Saved data entries
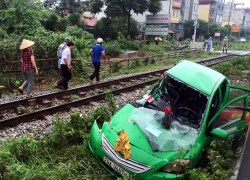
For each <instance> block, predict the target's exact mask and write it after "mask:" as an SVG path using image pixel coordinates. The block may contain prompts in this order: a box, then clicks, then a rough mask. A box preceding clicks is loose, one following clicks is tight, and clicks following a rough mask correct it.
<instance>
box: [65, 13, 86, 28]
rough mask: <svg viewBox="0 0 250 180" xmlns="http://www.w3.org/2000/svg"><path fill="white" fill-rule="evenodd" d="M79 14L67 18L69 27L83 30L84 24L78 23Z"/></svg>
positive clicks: (82, 22) (69, 16)
mask: <svg viewBox="0 0 250 180" xmlns="http://www.w3.org/2000/svg"><path fill="white" fill-rule="evenodd" d="M80 17H81V15H80V14H77V13H75V14H70V15H69V17H68V20H69V23H70V25H71V26H78V27H80V28H84V22H81V21H80Z"/></svg>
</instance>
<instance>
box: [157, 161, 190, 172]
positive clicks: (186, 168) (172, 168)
mask: <svg viewBox="0 0 250 180" xmlns="http://www.w3.org/2000/svg"><path fill="white" fill-rule="evenodd" d="M190 162H191V161H190V159H176V160H175V161H172V162H170V163H169V164H167V165H165V166H163V167H162V168H161V169H160V171H162V172H167V173H173V174H184V173H186V171H187V170H188V169H189V167H190Z"/></svg>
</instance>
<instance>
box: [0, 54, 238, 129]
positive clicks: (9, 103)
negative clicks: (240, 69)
mask: <svg viewBox="0 0 250 180" xmlns="http://www.w3.org/2000/svg"><path fill="white" fill-rule="evenodd" d="M232 57H234V55H225V56H219V57H216V58H210V59H207V60H200V61H196V62H197V63H200V64H203V63H210V64H206V66H212V65H214V64H218V63H221V62H225V61H228V60H229V59H231V58H232ZM214 61H216V62H214ZM211 62H212V63H211ZM169 68H171V67H167V68H164V69H160V70H156V71H151V72H147V73H143V74H137V75H131V76H128V77H125V78H120V79H115V80H110V81H104V82H100V83H95V84H91V85H85V86H82V87H76V88H72V89H69V90H67V91H59V92H54V93H50V94H45V95H39V96H35V97H32V98H27V99H22V100H19V101H18V100H17V101H12V102H9V103H5V104H0V110H4V109H8V108H12V107H16V106H18V105H24V104H27V102H28V101H29V100H32V99H34V100H35V101H36V102H39V101H42V100H44V99H51V98H54V97H58V96H67V95H70V94H74V93H77V92H80V91H89V90H93V89H95V88H103V87H108V86H111V85H114V84H119V83H120V82H121V81H125V80H133V79H140V78H145V77H146V76H150V75H154V74H159V73H163V72H164V71H166V70H168V69H169ZM157 80H158V79H154V80H150V81H147V82H143V83H139V84H137V85H132V86H129V87H124V88H121V89H118V90H112V92H113V94H117V93H121V92H128V91H129V90H133V89H134V88H139V87H143V86H146V85H149V84H150V85H151V84H153V83H154V82H156V81H157ZM104 97H105V93H100V94H98V95H94V96H90V97H86V98H82V99H81V100H77V101H72V102H69V103H66V104H62V105H56V106H52V107H48V108H45V109H41V110H38V111H34V112H32V113H26V114H23V115H19V116H16V117H13V118H9V119H3V120H0V129H3V128H5V127H10V126H15V125H17V124H20V123H22V122H28V121H31V120H33V119H35V118H38V117H41V116H44V115H48V114H53V113H56V112H59V111H62V110H65V109H67V108H70V107H76V106H80V105H84V104H87V103H89V102H91V101H96V100H100V99H103V98H104Z"/></svg>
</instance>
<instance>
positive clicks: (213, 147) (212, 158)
mask: <svg viewBox="0 0 250 180" xmlns="http://www.w3.org/2000/svg"><path fill="white" fill-rule="evenodd" d="M236 158H238V155H237V153H235V152H233V150H232V140H231V139H228V140H226V141H224V140H218V139H217V140H216V141H213V142H212V143H211V145H210V147H209V149H208V152H207V155H206V156H205V157H204V159H203V161H205V162H206V163H205V167H202V168H198V169H193V170H190V171H189V172H188V174H187V175H188V179H198V180H202V179H208V180H210V179H211V180H212V179H216V180H219V179H229V178H230V177H231V176H232V175H233V163H232V160H235V159H236Z"/></svg>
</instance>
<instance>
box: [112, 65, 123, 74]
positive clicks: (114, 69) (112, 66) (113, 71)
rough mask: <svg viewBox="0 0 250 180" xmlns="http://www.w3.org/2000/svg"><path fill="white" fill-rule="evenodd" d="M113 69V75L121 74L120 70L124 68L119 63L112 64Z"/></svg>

## WHAT NEEDS TO BE DONE
Reproduce all entries above exactly, minus the images.

## ANSWER TO THE PROBLEM
For each <instance> block, predict the target's exact mask and write it after "mask:" as an SVG path using image pixel coordinates. The block may contain prompts in this order: a box, then clicks, then a rough mask. A box preceding clicks is loose, one following clicks is tight, and clicks following a rough mask correct it.
<instance>
box: [65, 13, 86, 28]
rough mask: <svg viewBox="0 0 250 180" xmlns="http://www.w3.org/2000/svg"><path fill="white" fill-rule="evenodd" d="M79 14L67 18L69 27L83 30L84 24L78 23Z"/></svg>
positive clicks: (82, 22) (69, 16)
mask: <svg viewBox="0 0 250 180" xmlns="http://www.w3.org/2000/svg"><path fill="white" fill-rule="evenodd" d="M80 17H81V15H80V14H77V13H75V14H70V15H69V17H68V20H69V23H70V25H71V26H78V27H80V28H84V22H81V21H80Z"/></svg>
</instance>
<instance>
box: [157, 161, 190, 172]
positive clicks: (186, 168) (172, 168)
mask: <svg viewBox="0 0 250 180" xmlns="http://www.w3.org/2000/svg"><path fill="white" fill-rule="evenodd" d="M190 162H191V161H190V159H176V160H175V161H172V162H170V163H169V164H167V165H165V166H163V167H162V168H161V169H160V171H162V172H167V173H173V174H184V173H186V171H187V170H188V169H189V167H190Z"/></svg>
</instance>
<instance>
box: [0, 54, 238, 129]
positive clicks: (9, 103)
negative clicks: (240, 69)
mask: <svg viewBox="0 0 250 180" xmlns="http://www.w3.org/2000/svg"><path fill="white" fill-rule="evenodd" d="M232 57H234V55H225V56H219V57H216V58H210V59H207V60H200V61H196V62H197V63H200V64H203V63H210V64H206V66H212V65H214V64H218V63H221V62H225V61H228V60H229V59H231V58H232ZM214 61H216V62H214ZM211 62H212V63H211ZM169 68H171V67H167V68H164V69H160V70H156V71H151V72H147V73H143V74H137V75H131V76H128V77H125V78H120V79H115V80H110V81H104V82H100V83H95V84H91V85H85V86H82V87H76V88H72V89H69V90H67V91H59V92H54V93H50V94H45V95H39V96H35V97H32V98H27V99H22V100H19V101H18V100H17V101H12V102H9V103H5V104H0V110H4V109H8V108H12V107H16V106H18V105H24V104H27V102H28V101H29V100H32V99H34V100H35V101H36V102H39V101H42V100H44V99H51V98H54V97H58V96H67V95H70V94H74V93H77V92H80V91H89V90H93V89H95V88H103V87H108V86H111V85H114V84H119V83H120V82H121V81H125V80H133V79H140V78H145V77H146V76H150V75H154V74H159V73H163V72H164V71H166V70H168V69H169ZM157 80H158V79H154V80H150V81H147V82H143V83H139V84H137V85H132V86H129V87H124V88H121V89H118V90H112V92H113V94H117V93H121V92H128V91H129V90H133V89H134V88H139V87H143V86H146V85H149V84H150V85H151V84H153V83H154V82H156V81H157ZM104 97H105V93H100V94H98V95H94V96H90V97H86V98H82V99H81V100H77V101H72V102H69V103H66V104H62V105H56V106H52V107H48V108H45V109H41V110H38V111H34V112H32V113H26V114H23V115H19V116H16V117H13V118H9V119H3V120H0V129H3V128H5V127H10V126H15V125H17V124H20V123H22V122H28V121H31V120H33V119H35V118H38V117H41V116H44V115H48V114H53V113H56V112H59V111H62V110H65V109H67V108H70V107H76V106H80V105H84V104H87V103H89V102H91V101H96V100H100V99H103V98H104Z"/></svg>
</instance>
<instance>
positive clicks: (213, 147) (212, 158)
mask: <svg viewBox="0 0 250 180" xmlns="http://www.w3.org/2000/svg"><path fill="white" fill-rule="evenodd" d="M236 158H238V155H237V153H235V152H233V150H232V140H231V139H228V140H226V141H224V140H218V139H217V140H216V141H213V142H212V143H211V145H210V147H209V149H208V152H207V155H206V156H205V157H204V159H203V161H205V162H206V163H205V167H202V168H198V169H193V170H190V171H189V172H188V174H187V175H188V179H198V180H202V179H208V180H210V179H211V180H212V179H216V180H219V179H229V178H230V177H231V176H232V175H233V163H232V160H235V159H236Z"/></svg>
</instance>
<instance>
box: [112, 65, 123, 74]
positive clicks: (114, 69) (112, 66) (113, 71)
rough mask: <svg viewBox="0 0 250 180" xmlns="http://www.w3.org/2000/svg"><path fill="white" fill-rule="evenodd" d="M113 69V75L121 74L120 70L124 68L119 63L112 64Z"/></svg>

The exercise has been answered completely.